# START OF GIVEN RECORDS
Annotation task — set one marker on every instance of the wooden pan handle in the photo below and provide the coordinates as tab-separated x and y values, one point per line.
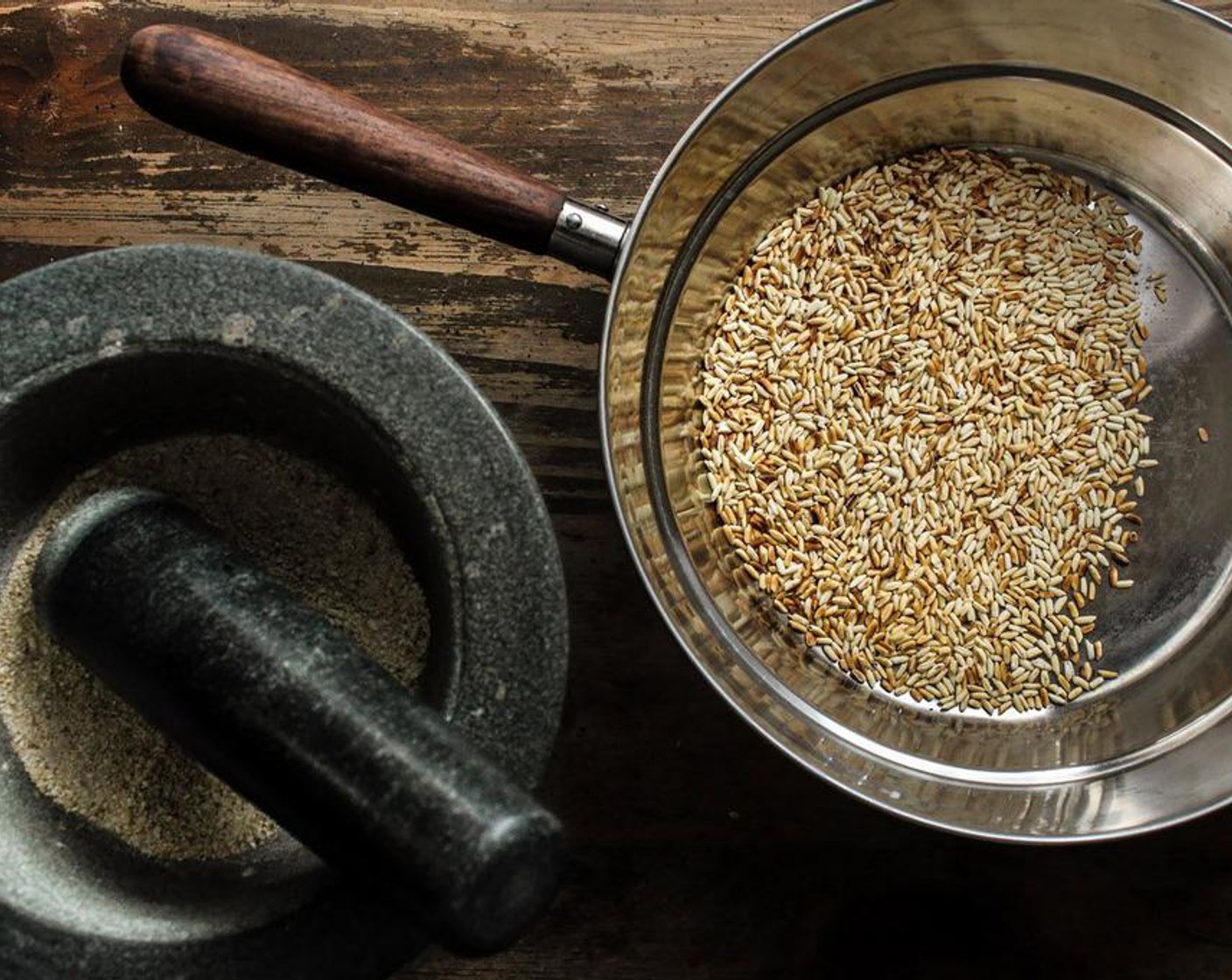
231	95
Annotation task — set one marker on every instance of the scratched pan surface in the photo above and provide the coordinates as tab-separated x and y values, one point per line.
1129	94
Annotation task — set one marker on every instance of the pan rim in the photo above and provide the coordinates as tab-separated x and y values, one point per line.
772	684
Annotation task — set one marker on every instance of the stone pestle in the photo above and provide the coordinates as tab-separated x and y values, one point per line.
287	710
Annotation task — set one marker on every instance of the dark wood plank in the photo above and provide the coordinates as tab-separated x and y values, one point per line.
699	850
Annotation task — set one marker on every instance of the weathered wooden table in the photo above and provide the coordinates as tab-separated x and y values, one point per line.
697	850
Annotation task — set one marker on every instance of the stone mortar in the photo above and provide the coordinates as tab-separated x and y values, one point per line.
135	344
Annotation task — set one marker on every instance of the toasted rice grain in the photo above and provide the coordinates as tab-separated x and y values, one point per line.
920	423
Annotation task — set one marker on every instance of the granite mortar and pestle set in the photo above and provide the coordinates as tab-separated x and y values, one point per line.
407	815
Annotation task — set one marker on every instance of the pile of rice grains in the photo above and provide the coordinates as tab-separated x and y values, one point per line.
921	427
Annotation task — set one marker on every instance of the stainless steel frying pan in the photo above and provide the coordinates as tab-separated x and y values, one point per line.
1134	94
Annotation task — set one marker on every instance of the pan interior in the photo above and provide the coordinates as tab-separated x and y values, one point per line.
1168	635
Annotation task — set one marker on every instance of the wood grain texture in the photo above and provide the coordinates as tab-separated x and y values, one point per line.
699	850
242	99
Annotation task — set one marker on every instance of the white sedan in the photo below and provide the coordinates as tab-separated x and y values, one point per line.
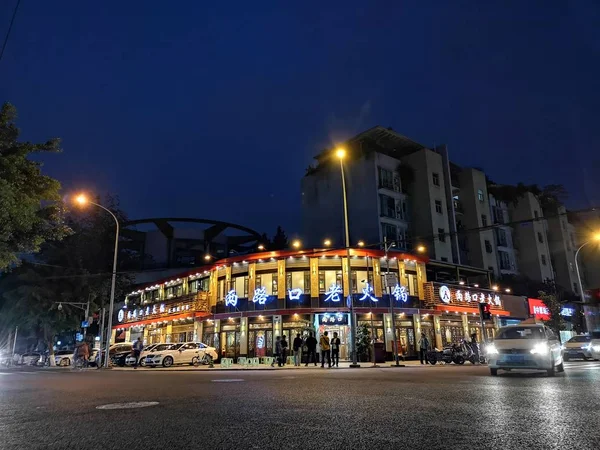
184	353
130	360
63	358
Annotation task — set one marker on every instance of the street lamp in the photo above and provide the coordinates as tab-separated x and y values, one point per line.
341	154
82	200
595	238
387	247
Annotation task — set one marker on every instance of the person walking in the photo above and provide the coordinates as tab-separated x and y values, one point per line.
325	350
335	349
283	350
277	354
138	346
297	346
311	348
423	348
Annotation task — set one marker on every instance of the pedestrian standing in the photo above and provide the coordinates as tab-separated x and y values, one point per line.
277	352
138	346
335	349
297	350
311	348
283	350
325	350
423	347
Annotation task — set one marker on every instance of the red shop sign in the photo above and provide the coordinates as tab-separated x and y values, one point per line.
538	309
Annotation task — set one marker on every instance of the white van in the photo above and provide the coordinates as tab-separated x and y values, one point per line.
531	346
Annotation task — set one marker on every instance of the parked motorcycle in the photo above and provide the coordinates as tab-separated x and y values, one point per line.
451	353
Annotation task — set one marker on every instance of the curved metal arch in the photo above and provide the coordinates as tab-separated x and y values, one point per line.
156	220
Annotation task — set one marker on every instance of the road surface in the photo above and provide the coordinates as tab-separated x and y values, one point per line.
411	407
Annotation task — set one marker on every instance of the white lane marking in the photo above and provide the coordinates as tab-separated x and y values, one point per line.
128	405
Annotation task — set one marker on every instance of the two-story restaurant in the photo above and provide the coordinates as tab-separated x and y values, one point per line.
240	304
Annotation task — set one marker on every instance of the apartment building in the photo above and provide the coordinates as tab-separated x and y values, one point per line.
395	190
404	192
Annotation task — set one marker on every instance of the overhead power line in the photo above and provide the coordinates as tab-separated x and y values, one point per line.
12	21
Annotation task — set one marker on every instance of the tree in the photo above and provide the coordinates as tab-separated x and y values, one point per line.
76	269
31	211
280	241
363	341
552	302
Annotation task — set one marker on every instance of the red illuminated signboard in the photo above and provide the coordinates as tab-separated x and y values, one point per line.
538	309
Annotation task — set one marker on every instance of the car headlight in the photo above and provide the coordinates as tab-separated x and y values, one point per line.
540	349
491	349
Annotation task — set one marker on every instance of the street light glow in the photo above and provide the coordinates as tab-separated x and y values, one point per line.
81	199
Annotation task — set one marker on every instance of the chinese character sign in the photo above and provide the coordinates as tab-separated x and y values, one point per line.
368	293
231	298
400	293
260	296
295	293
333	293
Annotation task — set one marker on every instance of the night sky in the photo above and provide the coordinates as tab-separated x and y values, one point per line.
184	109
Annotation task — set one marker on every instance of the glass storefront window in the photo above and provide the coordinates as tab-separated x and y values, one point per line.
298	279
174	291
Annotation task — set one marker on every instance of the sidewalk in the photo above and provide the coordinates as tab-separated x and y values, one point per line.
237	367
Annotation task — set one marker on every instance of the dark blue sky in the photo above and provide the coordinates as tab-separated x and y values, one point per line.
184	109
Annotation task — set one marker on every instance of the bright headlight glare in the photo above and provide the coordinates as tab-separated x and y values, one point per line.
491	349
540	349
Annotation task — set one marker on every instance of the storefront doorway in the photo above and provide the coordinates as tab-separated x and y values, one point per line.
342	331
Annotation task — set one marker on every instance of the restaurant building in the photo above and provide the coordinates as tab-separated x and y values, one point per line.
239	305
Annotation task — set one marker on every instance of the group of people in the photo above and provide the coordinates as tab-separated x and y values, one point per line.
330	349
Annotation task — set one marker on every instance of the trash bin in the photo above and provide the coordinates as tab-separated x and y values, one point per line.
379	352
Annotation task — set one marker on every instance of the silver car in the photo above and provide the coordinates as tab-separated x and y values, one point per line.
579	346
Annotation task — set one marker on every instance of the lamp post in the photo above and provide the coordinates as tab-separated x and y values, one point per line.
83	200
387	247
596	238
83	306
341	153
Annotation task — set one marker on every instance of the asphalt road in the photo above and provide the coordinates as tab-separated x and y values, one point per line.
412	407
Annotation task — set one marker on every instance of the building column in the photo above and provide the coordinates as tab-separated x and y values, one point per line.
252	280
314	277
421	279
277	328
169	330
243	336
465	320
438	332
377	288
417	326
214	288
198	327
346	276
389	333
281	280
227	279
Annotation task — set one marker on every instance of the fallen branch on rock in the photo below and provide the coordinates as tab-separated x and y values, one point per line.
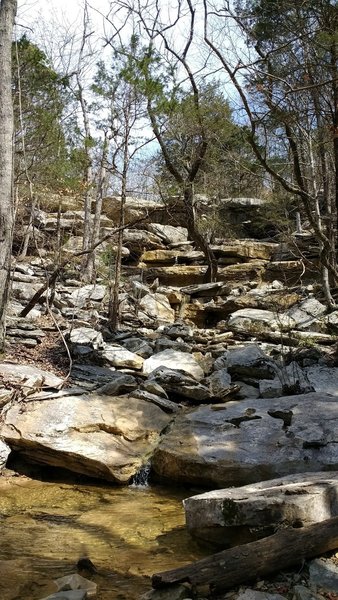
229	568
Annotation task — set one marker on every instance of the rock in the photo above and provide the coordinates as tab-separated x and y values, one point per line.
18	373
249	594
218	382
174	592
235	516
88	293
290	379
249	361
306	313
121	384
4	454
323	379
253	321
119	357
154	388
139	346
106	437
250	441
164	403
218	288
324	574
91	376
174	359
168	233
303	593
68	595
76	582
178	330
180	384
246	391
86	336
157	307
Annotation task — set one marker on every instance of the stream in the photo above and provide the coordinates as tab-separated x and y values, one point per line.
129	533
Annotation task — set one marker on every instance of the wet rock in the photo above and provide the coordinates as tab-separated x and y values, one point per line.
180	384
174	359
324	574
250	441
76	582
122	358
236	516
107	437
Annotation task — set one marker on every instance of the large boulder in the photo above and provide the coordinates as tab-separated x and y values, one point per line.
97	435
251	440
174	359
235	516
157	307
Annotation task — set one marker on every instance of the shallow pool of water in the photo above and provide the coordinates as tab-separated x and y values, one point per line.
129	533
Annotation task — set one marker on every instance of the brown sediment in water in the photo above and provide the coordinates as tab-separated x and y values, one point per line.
# END OF GIVEN RECORDS
> **YOUR INSTRUCTIONS**
Repeat each entry exactly as given; no pictures belong in the copy.

> **RESPONSE FOR THIS EXERCISE**
Annotation task — set one marker on every instance of the wooden pan handle in the photo below and provide the coordinates as tab-separated x and y values, one point per line.
231	95
Annotation task — set one marker on every instance of the scratched pan surface in the photo above and provide the coordinates as tab-separated x and y values, one point per line.
1129	94
Annotation task — set one marker on every instance of the pan rim in the photo above and provide the coordinates as tab-separated x and y values, one point per line.
772	684
Annotation task — set one marker on every instance of the stone pestle in the photo above and provide the coordinates as tab-separated x and y values, one point per line.
287	710
Annotation task — set one marker on every instance of the dark wood plank in the photo above and provide the coordinates as tab-separated x and y values, one point per line.
699	850
Annotation task — set one marker on every instance of the weathered wooden table in the photo above and provide the coordinates as tab-separated x and y values, one point per line.
697	850
Annotation task — set one marker on every instance of the stone mortar in the photo above and provide the coordinates as tab-separated x and y values, one point per line.
135	344
Annotation task — set one marker on every instance of the toasted rice grain in the photo above and provide the coordinates as tab-separated x and y values, one point per line.
920	423
Annotation task — set one marker on every instance of the granite mortar and pestle set in the photo above and provide the coordinates as tab-separated x and y values, one point per line.
407	815
Annotation task — set one marker on every instance of the pile of rice grains in the photo above and provide the coordinates as tab-separated x and y values, one point per line.
921	427
Annotation task — set one marker on every instance of the stainless steel frying pan in the photo above and provide the coordinates as tab-separated x and y values, one point per line.
1134	94
Annotation task — set one marker on every instance of the pan interior in the photo above and provide the coordinates as tab-separated x and y values, one point per line.
1168	635
Annotation task — set one marker on every instance of the wood grain texture in the photo above and provide the coordinates as tab-separated x and y values, one point per line.
699	850
242	99
Annotation task — set one marker on every instance of the white sedan in the photo below and provide the coordinates as tab-separated x and y values, one point per line.
184	353
130	360
63	358
Annotation task — set one marker on every instance of the street lamp in the photo above and provide the coordinates as tab-separated x and y values, one point per line.
341	154
82	200
595	238
387	247
Annotation task — set one marker on every instance of the person walking in the photo above and provide the coordinates as tab-separated x and y values, one point per line.
325	350
335	349
283	350
277	354
138	346
297	346
311	348
423	348
Annotation task — set one marker on every instance of the pedestrian standing in the photo above and provide the coordinates as tab-separated x and y values, one point per line.
277	352
138	346
335	349
297	350
311	348
283	350
325	350
423	347
Annotation task — set one marker on every instance of the red shop sign in the photo above and provide the coordinates as tab-separated x and y values, one point per line.
538	309
Annotation task — set one marker on every instance of the white van in the photo above and provide the coordinates as tab-separated x and y values, one point per line.
531	346
Annotation task — set one marker on every instance of the parked motorcycle in the photo above and provide the coordinates as tab-separated x and y values, one point per line.
451	353
Annotation task — set one marker on every instance of the curved metal arch in the photo above and provide the coordinates as tab-separated x and y values, one point per line.
156	220
Annotation task — set one marker on every instance of the road surface in the photo above and provide the coordinates as tab-separated x and y values, one point per line.
411	407
Annotation task — set one marker on every instance of the white lane marking in the photo above and provide the coordinates as tab-separated x and y values, one point per line.
128	405
Annotation task — set one marker on every instance of the two-story restaurant in the photo above and provide the coordinates as tab-separated x and y values, one point per line.
240	304
Annotation task — set one marker on every instance of the apartment building in the photo above and provide the coordinates as tab-separated x and y values, one point per line.
395	190
404	192
Annotation task — set one marker on every instance of the overhead power line in the photo above and provide the coordinates as tab-separated x and y values, one point per line.
12	21
Annotation task — set one marker on every instance of the tree in the photo above and provide the coordinates as tab-separated x and y values, one point per line.
76	269
31	211
280	241
363	341
552	302
Annotation task — set one marker on every instance of the red illuminated signboard in the photo above and provide the coordinates as tab-separated x and y values, one point per line.
538	309
Annotation task — set one marker on every instance of the car headlight in the photo above and provide the coordinates as tab-separated x and y values, one point per line.
540	349
491	349
Annotation task — set one marker on every instance of the street light glow in the photo above and provide the coordinates as tab-separated x and y values, one point per line.
81	199
Annotation task — set one marker on every instance of the chinese character sign in the photo above and provide the coordinates as tab-separated x and y values, one point per line.
368	293
231	298
400	293
260	296
295	293
333	293
Annotation task — set one marker on every instance of the night sky in the photo above and provide the coordinates as tab-separated x and y values, one point per line.
184	109
Annotation task — set one marker on every instance of the glass storefront window in the photo above and provide the coordinates as tab-separated x and y values, one point per line.
298	279
174	291
Annotation task — set one marker on every instance of the sidewalk in the photo above and provide the coordinates as tab-separated x and y values, one point per line.
237	367
Annotation task — set one marker on every instance of the dark blue sky in the photo above and provide the coordinates as tab-separated x and y values, one point per line.
184	109
Annotation task — set one marker on every instance of the bright headlight glare in the photo above and provide the coordinates as tab-separated x and y values, one point per line.
491	349
540	349
Annotation task — set one marker on every instance of the storefront doorway in the photo above and provide the coordinates as tab-separated x and y values, one point per line.
342	331
Annotation task — set one marker on every instance of the restaurant building in the photo above and provide the coordinates as tab-separated x and y values, one point per line.
239	305
Annotation task — set one marker on every instance of the group of people in the photo above and provide the coordinates as tab-separated x and y values, one point per line.
330	349
Annotation task — set one marker on every instance of the trash bin in the photo above and provide the coordinates as tab-separated x and y values, one point per line.
379	352
Annotation task — set one marker on every instance of the silver car in the photo above and provide the coordinates as tab-separated x and y values, one point per line.
579	346
Annotation task — set one marker on every instance of the lamp post in the photo above and provide the coordinates as tab-separated x and y values, one point per line.
83	200
387	247
596	238
83	306
341	153
Annotation task — set one marker on every instance of the asphalt road in the photo above and provide the coordinates as tab-separated x and y values, one point per line.
412	407
Annotation task — set one marker on every instance of the building column in the photo above and provide the coordinates as tab-separated x and y values, one point per line.
252	280
314	277
421	279
277	328
169	330
243	336
465	320
438	332
377	288
417	326
214	288
198	327
346	276
389	333
281	280
227	279
Annotation task — set one marker on every instance of the fallen branch on rock in the photo below and provide the coordinates as tab-separated x and y values, one point per line.
229	568
Annotation task — set one marker on every instance of the rock in the photo above and provide the coordinates as tab-separated x and y values, one point per line.
18	373
249	594
218	382
174	592
235	516
88	293
290	379
249	361
306	313
121	384
4	454
323	379
253	321
119	357
154	388
139	346
106	437
250	441
164	403
218	288
324	574
91	376
174	359
168	233
303	593
68	595
76	582
178	330
180	384
246	391
86	336
157	307
Annotation task — set one marker on every instance of the stream in the photo above and provide the coordinates as tab-separated x and y values, one point per line.
129	533
Annotation task — set one marker on every instance of the wet rock in the photo above and provide the coordinates as tab-separated x and y values, one point per line.
180	384
174	359
324	574
250	441
76	582
122	358
236	516
107	437
Annotation task — set one marker on every instance of the large boulder in the photo above and provide the coordinates as tab-separated x and y values, one point per line.
97	435
251	440
174	359
235	516
157	307
Annotation task — set one marker on every instance of the shallow pool of water in the photo above and provide the coordinates as tab-separated x and y values, one point per line.
129	533
Annotation task — set one marker on every instance of the brown sediment in water in the photo above and provide the coordinates as tab-separated x and y values, one point per line.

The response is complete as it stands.